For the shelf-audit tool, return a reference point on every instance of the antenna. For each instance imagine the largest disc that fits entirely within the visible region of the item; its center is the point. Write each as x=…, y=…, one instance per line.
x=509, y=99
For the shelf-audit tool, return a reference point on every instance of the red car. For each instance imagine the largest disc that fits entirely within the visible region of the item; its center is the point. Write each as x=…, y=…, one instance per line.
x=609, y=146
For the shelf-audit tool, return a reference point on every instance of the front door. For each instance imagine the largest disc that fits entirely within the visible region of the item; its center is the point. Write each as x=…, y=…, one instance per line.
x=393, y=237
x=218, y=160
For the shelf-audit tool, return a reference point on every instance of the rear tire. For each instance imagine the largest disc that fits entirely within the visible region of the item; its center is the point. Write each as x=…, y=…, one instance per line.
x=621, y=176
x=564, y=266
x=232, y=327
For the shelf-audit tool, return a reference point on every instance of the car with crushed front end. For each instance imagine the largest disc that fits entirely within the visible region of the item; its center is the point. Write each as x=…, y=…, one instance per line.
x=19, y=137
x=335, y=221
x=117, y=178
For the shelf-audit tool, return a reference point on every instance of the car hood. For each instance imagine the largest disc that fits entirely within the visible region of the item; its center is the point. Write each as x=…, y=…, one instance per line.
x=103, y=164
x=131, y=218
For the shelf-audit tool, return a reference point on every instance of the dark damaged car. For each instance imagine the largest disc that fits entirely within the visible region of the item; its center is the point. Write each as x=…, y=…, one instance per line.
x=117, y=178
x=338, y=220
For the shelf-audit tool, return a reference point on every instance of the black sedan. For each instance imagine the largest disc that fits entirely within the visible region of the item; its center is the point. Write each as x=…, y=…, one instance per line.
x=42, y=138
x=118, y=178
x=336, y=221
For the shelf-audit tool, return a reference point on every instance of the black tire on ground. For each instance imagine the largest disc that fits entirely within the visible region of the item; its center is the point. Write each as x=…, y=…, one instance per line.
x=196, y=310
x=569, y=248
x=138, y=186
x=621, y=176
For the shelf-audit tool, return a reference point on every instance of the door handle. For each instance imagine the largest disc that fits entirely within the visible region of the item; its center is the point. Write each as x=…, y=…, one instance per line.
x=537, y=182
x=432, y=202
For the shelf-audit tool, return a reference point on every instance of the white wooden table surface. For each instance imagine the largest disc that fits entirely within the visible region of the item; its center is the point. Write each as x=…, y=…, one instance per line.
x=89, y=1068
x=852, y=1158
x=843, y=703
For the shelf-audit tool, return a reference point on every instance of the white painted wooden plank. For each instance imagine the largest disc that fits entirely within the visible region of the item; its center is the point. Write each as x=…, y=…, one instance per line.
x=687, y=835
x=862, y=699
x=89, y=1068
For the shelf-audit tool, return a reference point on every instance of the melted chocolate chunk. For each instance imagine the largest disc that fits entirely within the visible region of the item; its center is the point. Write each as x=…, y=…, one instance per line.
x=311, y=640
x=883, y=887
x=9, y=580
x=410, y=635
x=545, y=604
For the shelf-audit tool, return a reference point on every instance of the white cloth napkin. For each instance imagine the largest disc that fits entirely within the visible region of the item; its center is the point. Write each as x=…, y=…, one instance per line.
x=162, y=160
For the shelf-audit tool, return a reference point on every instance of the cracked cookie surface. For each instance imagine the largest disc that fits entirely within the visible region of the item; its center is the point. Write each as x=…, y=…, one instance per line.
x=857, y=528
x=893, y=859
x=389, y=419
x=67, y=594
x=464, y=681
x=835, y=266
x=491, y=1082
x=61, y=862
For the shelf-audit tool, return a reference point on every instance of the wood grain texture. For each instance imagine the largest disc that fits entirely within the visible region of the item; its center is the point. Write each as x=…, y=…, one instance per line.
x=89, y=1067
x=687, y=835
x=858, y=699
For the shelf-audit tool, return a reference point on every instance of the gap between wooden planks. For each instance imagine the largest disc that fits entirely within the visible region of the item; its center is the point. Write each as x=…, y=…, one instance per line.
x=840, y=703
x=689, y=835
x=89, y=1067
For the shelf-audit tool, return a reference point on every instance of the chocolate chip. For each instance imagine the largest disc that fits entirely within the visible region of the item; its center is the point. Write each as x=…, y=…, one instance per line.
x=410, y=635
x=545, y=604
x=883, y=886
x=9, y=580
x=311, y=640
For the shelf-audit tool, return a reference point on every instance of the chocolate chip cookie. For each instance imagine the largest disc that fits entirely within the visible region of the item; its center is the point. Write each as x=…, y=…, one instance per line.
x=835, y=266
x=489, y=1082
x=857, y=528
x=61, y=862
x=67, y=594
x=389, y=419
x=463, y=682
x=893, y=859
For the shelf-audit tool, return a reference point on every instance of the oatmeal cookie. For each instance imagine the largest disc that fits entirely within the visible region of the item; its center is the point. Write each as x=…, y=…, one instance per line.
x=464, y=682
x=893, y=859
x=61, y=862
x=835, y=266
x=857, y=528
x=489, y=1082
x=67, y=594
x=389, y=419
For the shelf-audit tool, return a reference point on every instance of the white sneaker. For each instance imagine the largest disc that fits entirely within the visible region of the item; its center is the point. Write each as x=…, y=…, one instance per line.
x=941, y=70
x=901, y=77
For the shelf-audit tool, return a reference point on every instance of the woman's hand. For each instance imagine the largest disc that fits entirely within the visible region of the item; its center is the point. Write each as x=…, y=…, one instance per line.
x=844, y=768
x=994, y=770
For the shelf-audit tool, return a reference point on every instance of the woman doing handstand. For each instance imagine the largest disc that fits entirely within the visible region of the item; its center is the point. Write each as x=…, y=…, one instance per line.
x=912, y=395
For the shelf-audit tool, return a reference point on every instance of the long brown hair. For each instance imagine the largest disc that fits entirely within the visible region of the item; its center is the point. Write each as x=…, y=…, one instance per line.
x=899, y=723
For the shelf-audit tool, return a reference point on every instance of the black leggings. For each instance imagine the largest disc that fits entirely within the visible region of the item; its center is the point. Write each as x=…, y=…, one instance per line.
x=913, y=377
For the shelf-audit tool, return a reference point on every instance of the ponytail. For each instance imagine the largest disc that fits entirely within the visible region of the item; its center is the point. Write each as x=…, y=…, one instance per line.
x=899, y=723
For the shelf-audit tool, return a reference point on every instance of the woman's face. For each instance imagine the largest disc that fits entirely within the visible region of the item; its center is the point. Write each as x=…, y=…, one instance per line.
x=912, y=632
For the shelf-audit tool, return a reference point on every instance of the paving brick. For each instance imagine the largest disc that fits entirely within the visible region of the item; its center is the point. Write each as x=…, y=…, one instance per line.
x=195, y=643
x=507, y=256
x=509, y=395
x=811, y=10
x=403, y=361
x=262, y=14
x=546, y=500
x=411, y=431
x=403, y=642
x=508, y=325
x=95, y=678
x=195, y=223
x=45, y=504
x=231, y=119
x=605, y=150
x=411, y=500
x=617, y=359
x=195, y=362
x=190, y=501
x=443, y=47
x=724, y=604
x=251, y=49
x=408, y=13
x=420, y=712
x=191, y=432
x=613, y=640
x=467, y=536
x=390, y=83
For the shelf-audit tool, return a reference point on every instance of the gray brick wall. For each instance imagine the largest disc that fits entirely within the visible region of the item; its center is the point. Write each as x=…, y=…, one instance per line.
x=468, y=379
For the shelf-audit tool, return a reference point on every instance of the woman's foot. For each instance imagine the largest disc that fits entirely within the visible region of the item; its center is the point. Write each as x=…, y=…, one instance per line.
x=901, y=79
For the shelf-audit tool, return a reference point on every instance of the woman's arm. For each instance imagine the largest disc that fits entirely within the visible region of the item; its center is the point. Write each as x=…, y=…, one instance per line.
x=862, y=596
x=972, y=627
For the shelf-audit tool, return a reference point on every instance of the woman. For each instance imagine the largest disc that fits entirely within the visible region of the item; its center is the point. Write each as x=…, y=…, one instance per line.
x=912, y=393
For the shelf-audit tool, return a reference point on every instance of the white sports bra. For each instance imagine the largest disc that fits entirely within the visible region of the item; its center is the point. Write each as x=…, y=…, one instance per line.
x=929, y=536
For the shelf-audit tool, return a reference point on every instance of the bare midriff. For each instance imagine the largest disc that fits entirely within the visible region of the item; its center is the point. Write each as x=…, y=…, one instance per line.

● ● ● ● ●

-- Task statement --
Set down the line that contains "the white sports" exactly. Do the same for each later line of the data, through the end, and add nothing.

-- Answer to the exercise --
For the shelf-audit tool, return a reference point on every instance of the white sports bra. For each instance imagine the largest disc that fits entirely within the visible region of the item; its center is the point. Write each as x=…, y=…, one instance per line.
x=929, y=536
For the shelf-audit tool, return a reference point on every instance of the bare midriff. For each instance imagine the largest disc that fits entirely within the visible region of the item; its center is the point. Write each as x=…, y=…, one instance per line.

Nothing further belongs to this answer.